→ **Source data**:
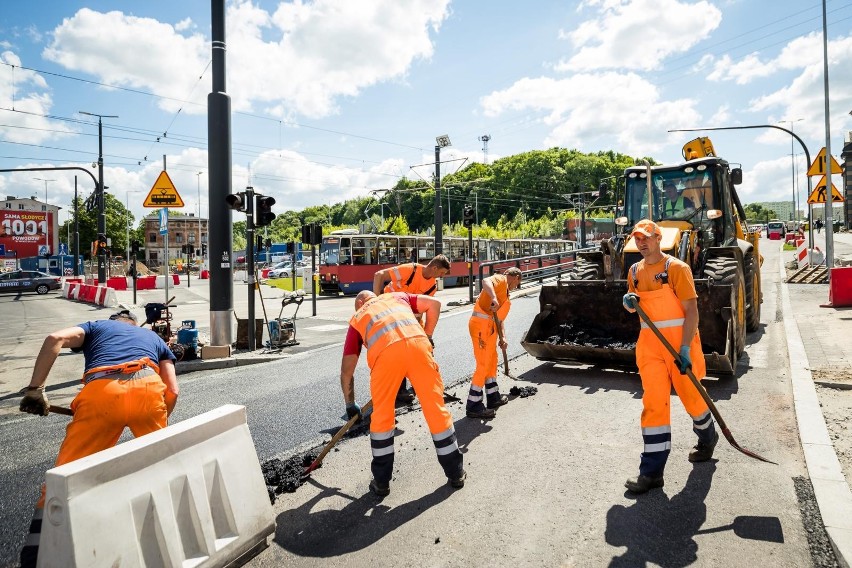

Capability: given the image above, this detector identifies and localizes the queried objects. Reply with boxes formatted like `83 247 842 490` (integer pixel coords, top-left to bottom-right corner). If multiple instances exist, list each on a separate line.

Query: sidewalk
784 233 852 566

---

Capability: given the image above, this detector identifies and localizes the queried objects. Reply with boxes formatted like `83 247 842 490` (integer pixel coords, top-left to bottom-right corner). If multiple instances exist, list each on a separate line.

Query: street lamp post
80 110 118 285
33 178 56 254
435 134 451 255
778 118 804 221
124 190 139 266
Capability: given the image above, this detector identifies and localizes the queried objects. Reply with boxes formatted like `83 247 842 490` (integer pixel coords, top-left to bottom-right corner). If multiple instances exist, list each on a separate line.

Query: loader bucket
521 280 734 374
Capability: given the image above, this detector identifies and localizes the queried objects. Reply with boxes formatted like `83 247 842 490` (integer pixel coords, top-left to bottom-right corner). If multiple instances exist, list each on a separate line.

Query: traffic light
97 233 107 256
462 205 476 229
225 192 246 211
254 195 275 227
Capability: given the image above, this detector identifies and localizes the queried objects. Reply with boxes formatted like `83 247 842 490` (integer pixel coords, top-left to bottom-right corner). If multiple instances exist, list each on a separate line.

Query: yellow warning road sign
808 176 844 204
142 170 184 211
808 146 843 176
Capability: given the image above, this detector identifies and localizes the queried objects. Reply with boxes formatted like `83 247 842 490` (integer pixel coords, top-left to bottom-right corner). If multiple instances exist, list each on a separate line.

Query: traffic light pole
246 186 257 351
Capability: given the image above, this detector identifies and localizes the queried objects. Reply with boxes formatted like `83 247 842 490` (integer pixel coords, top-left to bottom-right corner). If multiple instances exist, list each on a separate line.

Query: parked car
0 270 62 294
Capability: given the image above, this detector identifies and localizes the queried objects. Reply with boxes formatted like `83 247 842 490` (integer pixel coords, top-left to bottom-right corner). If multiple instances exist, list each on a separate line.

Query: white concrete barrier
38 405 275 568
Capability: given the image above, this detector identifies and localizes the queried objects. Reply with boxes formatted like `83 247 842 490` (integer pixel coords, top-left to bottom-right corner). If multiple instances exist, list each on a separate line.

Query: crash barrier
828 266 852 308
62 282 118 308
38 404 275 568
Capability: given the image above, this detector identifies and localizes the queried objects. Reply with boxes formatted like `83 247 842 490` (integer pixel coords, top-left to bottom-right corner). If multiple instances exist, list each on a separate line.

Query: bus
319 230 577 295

→ **Written task**: Show each line above that contains the string "barrier", copying every such line in full. Case counts.

→ **Task output**:
Query: white concrete barrier
Query: crash barrier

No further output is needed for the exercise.